Directions for this task: Please restate the records below word for word, leaving out every picture.
################
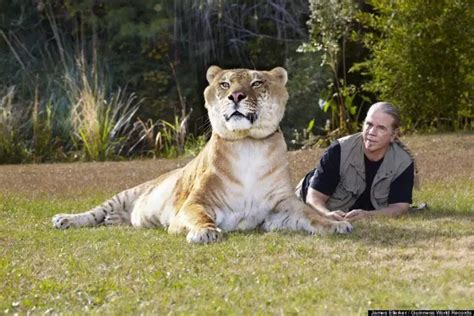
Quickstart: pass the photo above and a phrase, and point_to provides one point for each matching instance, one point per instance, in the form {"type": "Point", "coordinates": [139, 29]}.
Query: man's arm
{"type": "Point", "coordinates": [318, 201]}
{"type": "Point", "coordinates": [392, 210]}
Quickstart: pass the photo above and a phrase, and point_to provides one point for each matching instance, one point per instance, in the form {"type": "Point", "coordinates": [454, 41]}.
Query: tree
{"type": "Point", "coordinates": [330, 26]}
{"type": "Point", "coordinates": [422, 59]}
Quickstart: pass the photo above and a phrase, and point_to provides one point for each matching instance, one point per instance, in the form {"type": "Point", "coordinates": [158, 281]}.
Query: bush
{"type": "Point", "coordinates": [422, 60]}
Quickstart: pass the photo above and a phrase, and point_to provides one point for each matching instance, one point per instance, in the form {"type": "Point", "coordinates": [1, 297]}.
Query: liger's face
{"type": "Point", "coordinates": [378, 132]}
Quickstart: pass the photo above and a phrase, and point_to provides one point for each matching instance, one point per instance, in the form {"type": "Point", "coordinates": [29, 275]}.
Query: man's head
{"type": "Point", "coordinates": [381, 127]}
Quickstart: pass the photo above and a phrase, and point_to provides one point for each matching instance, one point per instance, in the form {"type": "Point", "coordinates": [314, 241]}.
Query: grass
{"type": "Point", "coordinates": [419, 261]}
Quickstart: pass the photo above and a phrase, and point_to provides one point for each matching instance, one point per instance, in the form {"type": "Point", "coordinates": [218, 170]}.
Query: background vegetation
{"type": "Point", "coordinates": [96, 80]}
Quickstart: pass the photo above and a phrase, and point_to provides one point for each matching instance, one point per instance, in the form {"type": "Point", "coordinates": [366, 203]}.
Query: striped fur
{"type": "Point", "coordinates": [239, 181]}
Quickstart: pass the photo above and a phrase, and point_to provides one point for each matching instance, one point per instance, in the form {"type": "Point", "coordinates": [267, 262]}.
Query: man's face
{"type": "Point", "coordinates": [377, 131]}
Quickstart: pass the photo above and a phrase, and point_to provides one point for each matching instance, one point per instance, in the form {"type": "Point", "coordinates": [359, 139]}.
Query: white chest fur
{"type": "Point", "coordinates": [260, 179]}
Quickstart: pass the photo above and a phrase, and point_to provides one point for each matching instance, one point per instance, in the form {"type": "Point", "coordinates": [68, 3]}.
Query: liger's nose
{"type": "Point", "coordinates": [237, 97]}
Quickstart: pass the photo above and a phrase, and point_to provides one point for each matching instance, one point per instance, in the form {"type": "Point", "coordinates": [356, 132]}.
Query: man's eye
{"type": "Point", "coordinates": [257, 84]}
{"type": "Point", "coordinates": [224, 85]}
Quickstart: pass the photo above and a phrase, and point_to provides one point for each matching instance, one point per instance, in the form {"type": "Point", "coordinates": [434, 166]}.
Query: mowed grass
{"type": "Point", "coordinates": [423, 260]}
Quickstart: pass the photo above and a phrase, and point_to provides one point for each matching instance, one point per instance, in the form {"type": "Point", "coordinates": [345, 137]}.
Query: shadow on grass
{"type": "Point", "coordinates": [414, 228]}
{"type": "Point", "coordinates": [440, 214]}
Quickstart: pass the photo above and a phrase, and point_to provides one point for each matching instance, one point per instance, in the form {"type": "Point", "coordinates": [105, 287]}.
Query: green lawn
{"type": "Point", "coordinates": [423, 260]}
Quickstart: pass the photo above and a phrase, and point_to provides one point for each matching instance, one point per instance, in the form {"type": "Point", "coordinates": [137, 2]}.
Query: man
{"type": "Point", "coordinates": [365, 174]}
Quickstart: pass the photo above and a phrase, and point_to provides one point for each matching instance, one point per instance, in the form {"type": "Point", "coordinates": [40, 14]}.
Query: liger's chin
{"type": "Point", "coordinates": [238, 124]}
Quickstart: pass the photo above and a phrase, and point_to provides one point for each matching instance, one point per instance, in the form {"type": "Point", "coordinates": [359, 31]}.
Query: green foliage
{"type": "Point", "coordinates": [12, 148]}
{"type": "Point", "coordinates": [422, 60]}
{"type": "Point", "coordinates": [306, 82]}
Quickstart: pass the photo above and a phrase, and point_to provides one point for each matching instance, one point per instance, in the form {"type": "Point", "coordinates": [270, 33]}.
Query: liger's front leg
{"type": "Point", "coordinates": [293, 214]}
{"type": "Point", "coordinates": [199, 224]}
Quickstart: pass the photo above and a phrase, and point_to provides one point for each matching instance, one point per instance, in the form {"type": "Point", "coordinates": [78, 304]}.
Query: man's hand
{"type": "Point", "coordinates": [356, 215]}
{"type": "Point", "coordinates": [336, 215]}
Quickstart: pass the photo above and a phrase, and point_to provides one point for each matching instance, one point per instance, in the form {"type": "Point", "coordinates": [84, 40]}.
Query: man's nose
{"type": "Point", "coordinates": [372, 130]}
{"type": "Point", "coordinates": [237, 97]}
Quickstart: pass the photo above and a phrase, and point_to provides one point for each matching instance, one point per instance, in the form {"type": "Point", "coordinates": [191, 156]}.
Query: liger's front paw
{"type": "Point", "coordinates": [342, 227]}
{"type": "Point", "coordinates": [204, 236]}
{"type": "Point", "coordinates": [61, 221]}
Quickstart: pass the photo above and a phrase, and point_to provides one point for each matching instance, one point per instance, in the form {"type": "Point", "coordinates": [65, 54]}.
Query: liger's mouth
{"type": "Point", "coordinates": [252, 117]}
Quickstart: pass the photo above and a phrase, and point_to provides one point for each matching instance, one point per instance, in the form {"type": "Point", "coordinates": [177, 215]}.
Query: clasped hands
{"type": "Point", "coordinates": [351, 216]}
################
Answer to this task:
Quickstart: pass the photo above and a phrase, and point_to provides one point for each matching instance, one point per instance, in the form {"type": "Point", "coordinates": [139, 29]}.
Query: man's arm
{"type": "Point", "coordinates": [318, 201]}
{"type": "Point", "coordinates": [392, 210]}
Quickstart: pass the photo above and a phrase, and point_to provides one point for each matching instance, one point per instance, in the form {"type": "Point", "coordinates": [454, 41]}.
Query: tree
{"type": "Point", "coordinates": [330, 26]}
{"type": "Point", "coordinates": [422, 59]}
Quickstart: pass the photo above and a phrase, and point_to provides one point for each matching instance, one point per instance, in the form {"type": "Point", "coordinates": [158, 281]}.
Query: bush
{"type": "Point", "coordinates": [422, 60]}
Quickstart: pass the photo above and a phrase, and point_to provides one point for each matching instance, one point per instance, in the form {"type": "Point", "coordinates": [1, 297]}.
Query: liger's face
{"type": "Point", "coordinates": [378, 132]}
Quickstart: pass the photo above and a phrase, and point_to provides one point for each matching instance, one point per instance, in the form {"type": "Point", "coordinates": [29, 275]}.
Query: man's head
{"type": "Point", "coordinates": [381, 127]}
Quickstart: pass the photo above and a phrase, and point_to provides one point for each matching instance, one point per instance, in the form {"type": "Point", "coordinates": [314, 241]}.
Query: grass
{"type": "Point", "coordinates": [419, 261]}
Quickstart: pass the photo above and a phrase, and point_to provides one point for each matching instance, one point per instance, in the form {"type": "Point", "coordinates": [218, 170]}.
Query: background vegetation
{"type": "Point", "coordinates": [96, 80]}
Quickstart: pass the photo above and a phrase, and point_to provides one point for each matching instance, one point per instance, in the form {"type": "Point", "coordinates": [366, 203]}.
Query: striped fur
{"type": "Point", "coordinates": [239, 181]}
Quickstart: pass the photo above and a phrase, and point_to provides one point for each matching instance, one point per instance, in the form {"type": "Point", "coordinates": [267, 262]}.
Query: man's face
{"type": "Point", "coordinates": [377, 131]}
Quickstart: pass the photo above and a phrase, and point_to provides one point for each matching instance, one point per instance, in the form {"type": "Point", "coordinates": [359, 139]}.
Query: white chest fur
{"type": "Point", "coordinates": [260, 179]}
Quickstart: pass the photo above and a phrase, and point_to provides one point for each matching instance, one point per instance, in the form {"type": "Point", "coordinates": [68, 3]}.
Query: liger's nose
{"type": "Point", "coordinates": [237, 97]}
Quickstart: pass the photo above and a phrase, and point_to provides one point for each matching instance, one point per instance, in the form {"type": "Point", "coordinates": [356, 132]}.
Query: man's eye
{"type": "Point", "coordinates": [257, 84]}
{"type": "Point", "coordinates": [224, 85]}
Quickstart: pass the photo above and a phrase, and point_to provides one point for each matching instance, one point per instance, in the form {"type": "Point", "coordinates": [434, 166]}.
Query: mowed grass
{"type": "Point", "coordinates": [423, 260]}
Quickstart: pass the photo above and a phrase, and point_to provides one point for each matching instance, one point per instance, in the form {"type": "Point", "coordinates": [345, 137]}.
Query: shadow on grass
{"type": "Point", "coordinates": [414, 228]}
{"type": "Point", "coordinates": [440, 214]}
Quickstart: pass the photo above and a phrase, and point_to provides one point for each matching instance, one point per instance, in the form {"type": "Point", "coordinates": [105, 287]}.
Query: green lawn
{"type": "Point", "coordinates": [423, 260]}
Quickstart: pass the photo above and a phrase, and point_to provides one point for each matching instance, one point per instance, in the form {"type": "Point", "coordinates": [137, 2]}.
Query: man
{"type": "Point", "coordinates": [365, 174]}
Quickstart: pass the photo above and a phrase, and point_to provides one point for each matching instance, one point per instance, in the form {"type": "Point", "coordinates": [40, 14]}.
Query: liger's chin
{"type": "Point", "coordinates": [238, 124]}
Quickstart: pass the photo above and a phrase, and point_to provides one point for each matching instance, one point per instance, in the form {"type": "Point", "coordinates": [359, 31]}.
Query: green foliage
{"type": "Point", "coordinates": [12, 148]}
{"type": "Point", "coordinates": [422, 60]}
{"type": "Point", "coordinates": [306, 82]}
Quickstart: pass the photo above and a phrase, and point_to provides one point for each matching instance, one point per instance, in the form {"type": "Point", "coordinates": [270, 33]}.
Query: liger's front leg
{"type": "Point", "coordinates": [293, 214]}
{"type": "Point", "coordinates": [199, 224]}
Quickstart: pass the photo above and a phrase, and point_to provides one point for each matching instance, one point per instance, in the form {"type": "Point", "coordinates": [78, 304]}.
Query: man's hand
{"type": "Point", "coordinates": [356, 215]}
{"type": "Point", "coordinates": [336, 215]}
Quickstart: pass the photo above and a phrase, and point_to provides one point for each matching instance, one point per instance, in the form {"type": "Point", "coordinates": [84, 40]}.
Query: man's nose
{"type": "Point", "coordinates": [372, 130]}
{"type": "Point", "coordinates": [237, 97]}
Quickstart: pass the photo above and a phrase, and point_to provides one point for each matching instance, one point per instance, in the form {"type": "Point", "coordinates": [191, 156]}.
Query: liger's front paw
{"type": "Point", "coordinates": [342, 227]}
{"type": "Point", "coordinates": [204, 236]}
{"type": "Point", "coordinates": [61, 221]}
Quickstart: pass the photo above and a phrase, and point_to provides one point for each matching instance, one point per instance, in the form {"type": "Point", "coordinates": [65, 54]}.
Query: liger's mouth
{"type": "Point", "coordinates": [252, 117]}
Quickstart: pass the photo above and a phrase, and point_to provides one point for each matching instance, one point per instance, in the form {"type": "Point", "coordinates": [177, 215]}.
Query: clasped hands
{"type": "Point", "coordinates": [351, 216]}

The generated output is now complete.